— Source document —

════

The contributions will be combined to form a collaborative poem capturing the thoughts and imaginings of older people right now on the theme of climate crisis.

Former president and adjunct professor for climate justice at Trinity College Dublin, Mary Robinson, has penned the opening line of the poem:

“Growing up we did not know; now we need to mend”

Robinson said, “It’s wonderful to see the Poemathon with Older People focusing on the climate crisis as its theme and bringing together the voices of an older generation through the shared experience of creating a poem.

“As we get older, we think more often about our legacy and picture the world that will be inherited by the next generations. I look forward to seeing how the contributors to the Poemathon engage with the idea that now is the time we need to mend.”

This is the second year of the Poemathon, which will again be curated and edited by poet and editor Seamus Cashman. Submissions can be made through Poetry Ireland's website until 5pm on March 28th.

Niamh O’Donnell, director of Poetry Ireland, said, “The Poemathon is a creative opportunity to express reflections, reactions and responses to what is happening in society, through the perspectives of older people.

“We’re delighted that Mary Robinson has joined us for this year’s project. Last year’s Poemathon brought together rich thoughts and feelings on the Covid-19 pandemic from hundreds of contributors – we’re looking forward to seeing all the lines of poetry in response to this year’s timely and impactful theme.”


The 2022 Michel Déon Prize for non-fiction is now open to nominations. The €10,000 prize will be awarded in September for the best non-fiction book, published since April 1st last year by a writer living in Ireland. The winning author will also give the Michel Déon lecture in France in 2023.

In September 2020 the Royal Irish Academy awarded the prize to Conor O’Clery for his book The Shoemaker and his Daughter. In 2018 the inaugural prize went to historian Breandán MacSuibhne for his book The End of Outrage: Post-Famine Adjustment in Rural Ireland.

The prize, funded by the Department of Foreign Affairs, will be awarded to the author of the book that the judging panel consider to be the best work of non-fiction in the eligible categories of autobiography, biography, cultural studies, history, literary studies, philosophy and travel.

Déon (1919-2016) is considered to have been one of the leading French writers of the 20th century and lived in Ireland from the 1970s until his death in 2016. He published over 50 works of fiction and non-fiction and was the recipient of numerous awards, including the Prix Interallié for his 1970 novel, Les Poneys sauvages (The Wild Ponies). Déon’s 1973 novel Un taxi mauve received the Grand Prix du roman de l’Académie française and in 1978 he was elected to the Académie française.

════

— Data for analysis —
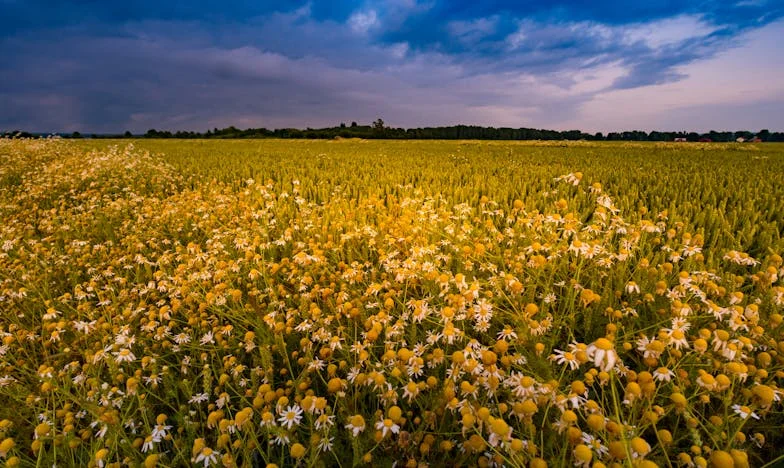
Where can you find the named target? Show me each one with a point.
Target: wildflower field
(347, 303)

════

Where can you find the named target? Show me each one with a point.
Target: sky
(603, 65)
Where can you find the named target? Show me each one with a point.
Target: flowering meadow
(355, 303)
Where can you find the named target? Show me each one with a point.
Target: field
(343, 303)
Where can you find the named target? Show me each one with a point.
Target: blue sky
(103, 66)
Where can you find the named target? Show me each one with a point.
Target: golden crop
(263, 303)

════

— What this exercise asks —
1/ In the article on the Poemathon and the Michel Déon Prize, who curates and edits the Poemathon?
2/ Write a continuation of the article on the Poemathon and the Michel Déon Prize, starting after its last sentence.

— Set of answers —
1/ Poet and editor Seamus Cashman.

2/
To nominate a title or to see the rules, visit ria.ie/michel-deon-prize. The closing date for nominations is April 12th.

Before My Actual Heart Breaks by Tish Delaney has made the longlist for the Authors’ Club Best First Novel Award 2022, as has Learwife by Cork-basaed writer JR Thorp. Also in the running for the award are Oana Aristide for Under the Blue; The Day I Fell off My Island by Yvonne Bailey-Smith; The Manningtree Witches by A.K. Blakemore; The Lip by Charlie Carroll; Marianne Cronin’s The One Hundred Years of Lenni and Margot; Francesca Haig’s The Cookbook of Common Prayer; Lucy Jago’s A Net for Small Fishes; Catherine Menon’s Fragile Monsters; Emma Musty’s Exile and the Mapmaker and Melody Razak’s Moth.

Lucy Popescu, chair of the judging panel, commented: “We are delighted to announce our longlist of exceptional debut novelists who cover an array of subjects from bereavement and memory, betrayal and isolation to resilience and hope, as well as celebrating intergenerational friendships and the importance of community. We visit England’s past, present and future and travel across the world from Northern Ireland to Malaysia, India to Jamaica, Tasmania to the Arctic Circle.”

The shortlist announcement is on March 25th and the winner will be announced at a dinner at the National Liberal Club on May 25th. The winning novel is selected by guest adjudicator Alex Wheatle from a shortlist drawn up by a panel of Authors’ Club members, chaired by Popescu.

Inaugurated in 1954, the £2,500 award is now in its 68th year, making it the longest-running UK prize for debut fiction.